Problem description
Reproduce the listing from the line containing "Where can the dark" through the end of the listing, both included and requests kept, but increase every pixel coordinate in the answers by 148. Leave the pictures out.

Recorded data
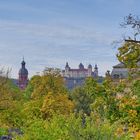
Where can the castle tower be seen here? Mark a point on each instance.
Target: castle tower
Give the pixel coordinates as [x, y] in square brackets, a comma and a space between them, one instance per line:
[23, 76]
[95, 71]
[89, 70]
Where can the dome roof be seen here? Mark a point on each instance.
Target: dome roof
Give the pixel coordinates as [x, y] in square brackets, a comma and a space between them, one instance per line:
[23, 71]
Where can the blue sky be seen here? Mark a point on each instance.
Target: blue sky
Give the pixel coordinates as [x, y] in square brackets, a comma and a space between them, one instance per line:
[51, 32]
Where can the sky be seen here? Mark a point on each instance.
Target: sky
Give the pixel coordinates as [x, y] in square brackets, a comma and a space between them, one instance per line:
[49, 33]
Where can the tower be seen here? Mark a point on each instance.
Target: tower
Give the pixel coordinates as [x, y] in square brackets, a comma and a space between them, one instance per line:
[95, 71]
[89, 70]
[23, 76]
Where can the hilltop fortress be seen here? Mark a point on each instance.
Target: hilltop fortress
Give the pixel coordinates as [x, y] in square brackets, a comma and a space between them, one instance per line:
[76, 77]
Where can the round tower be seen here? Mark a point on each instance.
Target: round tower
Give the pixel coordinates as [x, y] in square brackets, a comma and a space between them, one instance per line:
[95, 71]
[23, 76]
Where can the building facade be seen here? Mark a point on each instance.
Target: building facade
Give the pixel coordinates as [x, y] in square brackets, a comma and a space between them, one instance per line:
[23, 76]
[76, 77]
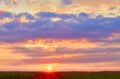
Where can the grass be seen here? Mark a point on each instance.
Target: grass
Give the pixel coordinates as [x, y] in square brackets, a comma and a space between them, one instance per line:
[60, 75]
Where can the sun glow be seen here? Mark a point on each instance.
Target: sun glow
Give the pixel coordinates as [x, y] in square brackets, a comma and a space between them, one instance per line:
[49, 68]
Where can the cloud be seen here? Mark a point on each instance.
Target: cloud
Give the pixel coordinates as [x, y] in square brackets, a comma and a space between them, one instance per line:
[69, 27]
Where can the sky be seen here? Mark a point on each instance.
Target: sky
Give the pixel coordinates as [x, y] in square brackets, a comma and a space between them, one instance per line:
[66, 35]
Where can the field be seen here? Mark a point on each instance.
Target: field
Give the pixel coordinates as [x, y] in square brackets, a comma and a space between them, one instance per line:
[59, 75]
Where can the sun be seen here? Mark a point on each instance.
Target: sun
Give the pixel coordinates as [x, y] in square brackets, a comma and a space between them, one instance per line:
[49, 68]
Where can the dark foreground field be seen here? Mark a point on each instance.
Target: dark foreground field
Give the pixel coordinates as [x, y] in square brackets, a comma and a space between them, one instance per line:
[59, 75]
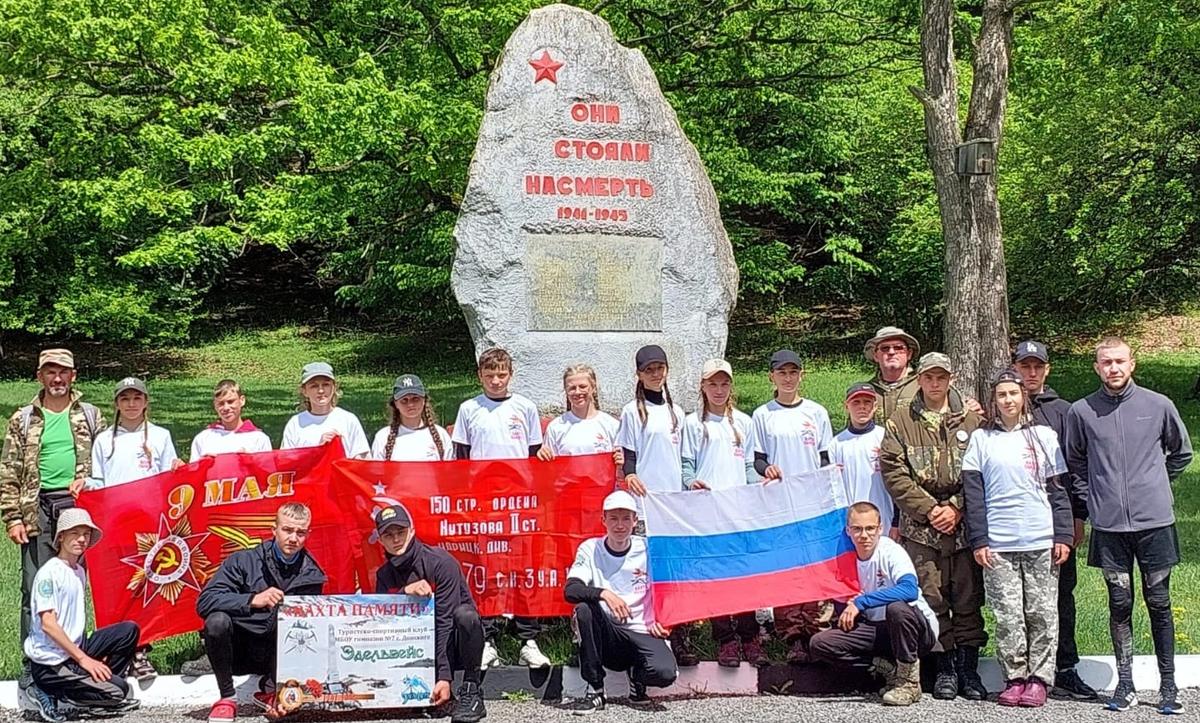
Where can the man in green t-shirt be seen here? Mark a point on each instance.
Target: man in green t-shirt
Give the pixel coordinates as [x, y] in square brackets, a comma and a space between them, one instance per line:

Reply to the exercise
Where can the dark foreground field be seen here? Mark a point on each instance.
Target: dark foreground field
Give the pixel coordinates as [x, y] in square brackets, a comma and a space between them, one instance per line:
[207, 223]
Where can the man in green t-shirt be seen here? Mark a point on each instance.
Target: man in green t-shirt
Give the pixel coordinates as [x, y] in square brackets, a comma and a space between them, one instance per line:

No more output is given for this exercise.